__Énoncé de la tâche__: D'après le texte à analyser, depuis combien de temps Dieu est-il conceptualisé comme uniquement mâle ?

··· Texte à analyser

Si les religions de dieu le père sont réactionnaires et anti-révolutionnaires, la raison en est simple; elles se sont construites en réaction à la religion de la déesse qui domina la pensée humaine pendant au moins 300 000 ans. Dieu, lui, n’a été conceptualisé comme uniquement mâle que depuis trois ou quatre mille ans.
La caractéristique d’un dieu olympien (patriarcal) par rapport à un dieu de mystère (matriarcal) est que la forme de l’olympien est rigidement définie et toujours humaine. Il a perdu ses formes animales et son pouvoir magique de changer d’une forme énergétique à l’autre. Il a perdu ses propriétés alchimiques. L’olympien est rationalisé, idéalisé, lointain, immortel - il a l’air trop géométrique pour bouger. Les poètes ont du mal à le rendre intéressant parce qu’il ne l’est pas. L’olympien n’évolue pas, il apothéose - au son des trompettes. Il n’est pas né d’une femme ou de la matière ou de la terre, mais de sa volonté absolue. Il représente une perfection statique sous forme humaine, incapable de transformation ou de changement extatique; en tant que dieu, il est un concept intellectuel. Ainsi, l’échange d’énergie entre toutes les créatures et leur dieu magique et polyforme est perdue. Le contact avec le pouvoir mystique évolutionnaire est brisé; dieu devient une idée, et son monde simple mécanisme.

······
··· Données enregistrées

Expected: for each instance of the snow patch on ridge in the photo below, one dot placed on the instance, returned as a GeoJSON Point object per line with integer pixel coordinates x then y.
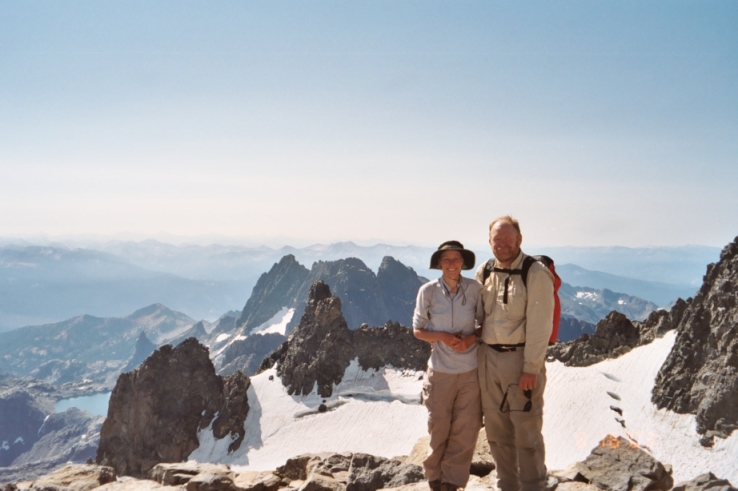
{"type": "Point", "coordinates": [578, 415]}
{"type": "Point", "coordinates": [280, 425]}
{"type": "Point", "coordinates": [376, 411]}
{"type": "Point", "coordinates": [278, 322]}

······

__Corrigé__: Depuis trois ou quatre mille ans.